#### Your task:
Count the lines in the entries below that contain the word "every" and give only that number.

#### Task material:
****************
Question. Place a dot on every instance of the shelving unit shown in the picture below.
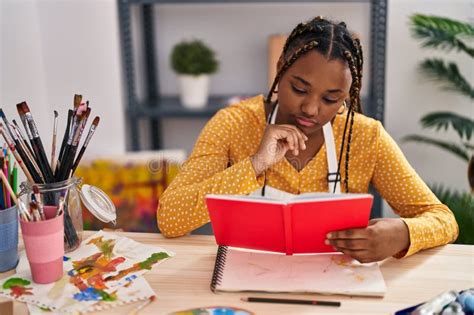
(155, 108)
****************
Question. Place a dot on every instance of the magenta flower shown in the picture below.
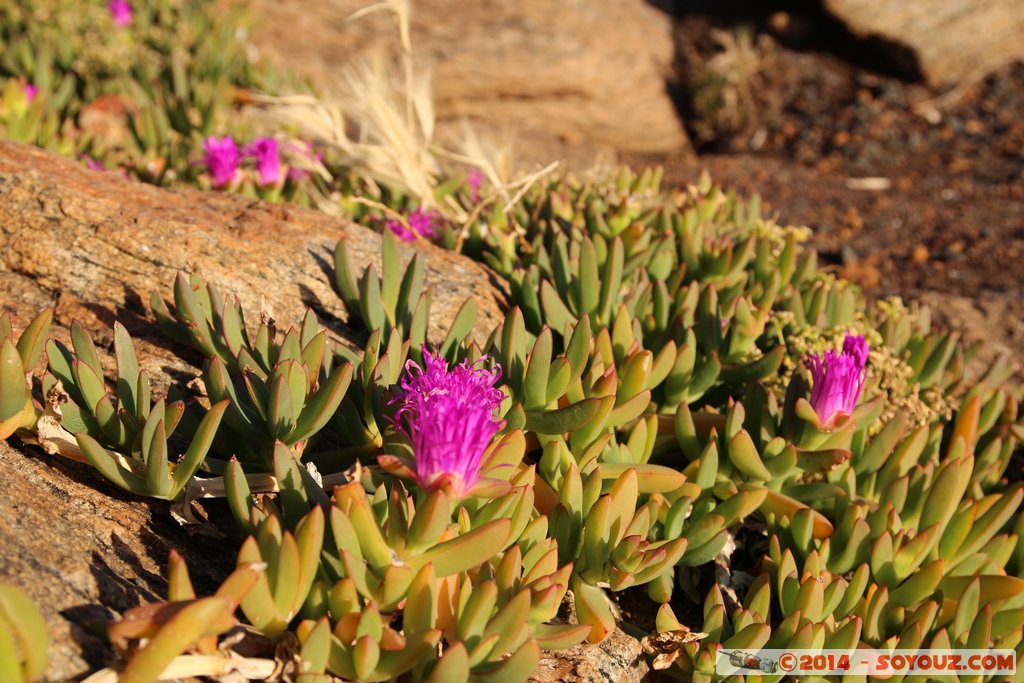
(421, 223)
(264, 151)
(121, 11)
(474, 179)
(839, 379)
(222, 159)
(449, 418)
****************
#### Written response:
2